##### Исходный текст #####
Колючка в сердце. От Иуды что ли?

Так много он колючек нацеплял,

Что человек — частичка его боли —

С тех пор его тропою не ступал.

Мне нравилась философия Кирика, особенно в его стихах.

Прогноз на будущее четок —

Вместо стихов — звериный рык,

И не работа, а забота —

Надеть приятеля на клык.

Что это? Философия зверя, уверенного в своем божественном происхождении? Что-то тут есть от брюсовского «Тайны созданных созданий…» Логика доведенная до абсурда. Чем больше компьютеров на душу человека, тем ниже интеллект, а прогноз на будущее — вооруженные волчьими клыками псы в образе человека.

Можно не соглашаться с Кириком, но лозунг «хлеба и зрелищ» возвращает нас к кровавым гладиаторским боям. С той лишь разницей, что сегодня зрители сидят у экранов телевизоров, и пьют пиво, представ-ляя, что их бутылки наполнены захлестнувшей телеэкраны кровью.

Последние два года Иван Кирик пишет роман в стихах.

— Это не поэзия, — признается он, — и не огранка бриллианта, скорее — поделки из клыков мамонта.

День угасал. В овраге пахло

Пивной мочой. Я не учел,

Что нас погнали по этапу,

Слепых, с горящею свечой,

На запах ладана, на шелка

Провинциальный шепоток.

Нас вдели ниткою в иголку,

Чтобы зашить в один мешок.

Намеков на клыки мамонта в этих стихах я не обнаружил, но детали сегодняшнего дня были прописаны весьма, я вам скажу, недурно. Кирик, между тем, пообещал, что в ближайшее время принесет мне ящик с машинописной рукописью романа. Слово «ящик» меня напугало, я не люблю читать длинные рукописи, особенно в стихах. Особенно после прочтения поэм Игоря Пузакова о едущем на Сахалин Чехове. Но у Пузакова путь Чехова на Сахалин состоял из вздохов и ахов, а Кирик обещал поделки из кости мамонта. Это когда над строфой можно просидеть весь день, угадывая какая собака в ней зарыта. Не знаю, заметил ли Кирик тень испуга на моем лице, но дурное впечатление от ящика попытался загладить.

— Только не пугайся, Александр. Если рукопись тебе покажется скучной, отправь ее в печь. Сгорит, туда ей и дорога. Я не черпал силы для написания романа в зрелищах, когда умные люди корчатся в припадке дурости. Трюкачество развращает, богема опустилась ниже уровня канализации. Она питается калом денежных мешков. Надеюсь, ты понимаешь меня? Поэтому, я и мои дети, мы читаем добрые старые романы. Меня можно обвинить в топтании на месте, но еще хуже в этой области обстоят дела в вашем доморощенном Союзе. У вас направление в творчество определяется консервативно указующим перстом вцепившихся в кресло апостолов. Все, что не традиционно — не поэзия. Кстати, вы тоже этим грешите. Но в поэзии как раз все наоборот: чем меньше языковых условностей, тем ярче бегущие по стене камеры картинки. Поэзия — это пробуждение дремлющего в нас опыта предков. Нередко они предсказывают нам выход из кризиса, помогают восстановить в памяти забытое…

Кирик говорил много и зачастую, как мне кажется, ни к селу, ни к городу. Его роман в стихах явно не дотягивал до ящика.
#####
Перепишите из исходного текста без изменений фрагмент, который открывается словами «Надеть приятеля на» и завершается словами «роман в стихах.».
##### Материал #####
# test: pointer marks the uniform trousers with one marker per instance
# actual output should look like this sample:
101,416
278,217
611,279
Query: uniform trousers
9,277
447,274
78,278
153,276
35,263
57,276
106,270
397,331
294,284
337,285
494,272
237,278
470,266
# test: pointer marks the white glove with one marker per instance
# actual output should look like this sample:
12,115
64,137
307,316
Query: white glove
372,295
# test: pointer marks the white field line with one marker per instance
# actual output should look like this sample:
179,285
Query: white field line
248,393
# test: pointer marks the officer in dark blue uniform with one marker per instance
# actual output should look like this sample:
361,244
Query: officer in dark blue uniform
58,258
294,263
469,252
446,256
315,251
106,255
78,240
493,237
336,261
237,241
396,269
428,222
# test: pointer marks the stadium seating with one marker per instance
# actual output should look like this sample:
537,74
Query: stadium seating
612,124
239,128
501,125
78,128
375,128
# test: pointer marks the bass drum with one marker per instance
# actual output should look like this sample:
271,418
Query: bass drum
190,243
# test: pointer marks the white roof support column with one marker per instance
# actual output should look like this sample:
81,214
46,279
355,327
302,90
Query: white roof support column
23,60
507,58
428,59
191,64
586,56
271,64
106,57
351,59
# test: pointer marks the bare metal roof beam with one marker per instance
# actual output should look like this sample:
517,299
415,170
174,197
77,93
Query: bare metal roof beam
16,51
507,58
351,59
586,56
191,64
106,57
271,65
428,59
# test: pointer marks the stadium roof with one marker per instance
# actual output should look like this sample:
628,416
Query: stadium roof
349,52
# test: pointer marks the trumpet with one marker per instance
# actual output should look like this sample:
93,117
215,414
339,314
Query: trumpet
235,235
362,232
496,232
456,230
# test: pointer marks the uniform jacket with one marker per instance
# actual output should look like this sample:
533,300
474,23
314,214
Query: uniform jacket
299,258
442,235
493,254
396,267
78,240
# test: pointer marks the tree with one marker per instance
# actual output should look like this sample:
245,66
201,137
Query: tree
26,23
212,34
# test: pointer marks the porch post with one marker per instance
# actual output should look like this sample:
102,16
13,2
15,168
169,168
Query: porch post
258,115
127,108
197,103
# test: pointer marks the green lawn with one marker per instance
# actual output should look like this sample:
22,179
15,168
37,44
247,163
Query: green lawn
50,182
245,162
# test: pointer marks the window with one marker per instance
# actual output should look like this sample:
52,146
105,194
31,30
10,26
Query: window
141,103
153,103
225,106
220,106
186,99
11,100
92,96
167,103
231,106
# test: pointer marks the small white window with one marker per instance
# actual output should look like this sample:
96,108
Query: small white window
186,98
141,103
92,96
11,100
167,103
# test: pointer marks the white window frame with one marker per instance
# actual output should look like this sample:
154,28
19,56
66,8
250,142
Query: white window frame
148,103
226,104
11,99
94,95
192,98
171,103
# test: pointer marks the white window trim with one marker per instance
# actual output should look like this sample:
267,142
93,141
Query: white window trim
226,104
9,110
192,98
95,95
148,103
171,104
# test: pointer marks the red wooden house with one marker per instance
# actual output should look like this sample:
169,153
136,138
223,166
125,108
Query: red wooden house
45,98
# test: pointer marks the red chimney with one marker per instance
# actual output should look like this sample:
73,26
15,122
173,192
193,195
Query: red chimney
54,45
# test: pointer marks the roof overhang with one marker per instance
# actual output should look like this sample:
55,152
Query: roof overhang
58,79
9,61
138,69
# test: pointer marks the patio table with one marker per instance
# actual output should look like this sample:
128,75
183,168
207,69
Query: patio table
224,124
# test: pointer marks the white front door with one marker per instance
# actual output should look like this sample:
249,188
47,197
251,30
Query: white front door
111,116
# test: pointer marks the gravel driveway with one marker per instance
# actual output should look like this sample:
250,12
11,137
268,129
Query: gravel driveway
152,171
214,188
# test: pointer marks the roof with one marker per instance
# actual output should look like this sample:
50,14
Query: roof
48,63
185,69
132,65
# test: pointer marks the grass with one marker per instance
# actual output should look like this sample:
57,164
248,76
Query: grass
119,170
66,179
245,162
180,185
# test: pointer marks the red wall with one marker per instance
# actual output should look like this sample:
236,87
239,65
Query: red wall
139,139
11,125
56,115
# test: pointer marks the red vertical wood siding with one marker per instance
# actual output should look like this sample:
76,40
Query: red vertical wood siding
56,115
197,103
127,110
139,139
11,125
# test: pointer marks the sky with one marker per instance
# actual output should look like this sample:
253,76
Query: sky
#####
Готовое решение:
Надеть приятеля на клык.

Что это? Философия зверя, уверенного в своем божественном происхождении? Что-то тут есть от брюсовского «Тайны созданных созданий…» Логика доведенная до абсурда. Чем больше компьютеров на душу человека, тем ниже интеллект, а прогноз на будущее — вооруженные волчьими клыками псы в образе человека.

Можно не соглашаться с Кириком, но лозунг «хлеба и зрелищ» возвращает нас к кровавым гладиаторским боям. С той лишь разницей, что сегодня зрители сидят у экранов телевизоров, и пьют пиво, представ-ляя, что их бутылки наполнены захлестнувшей телеэкраны кровью.

Последние два года Иван Кирик пишет роман в стихах.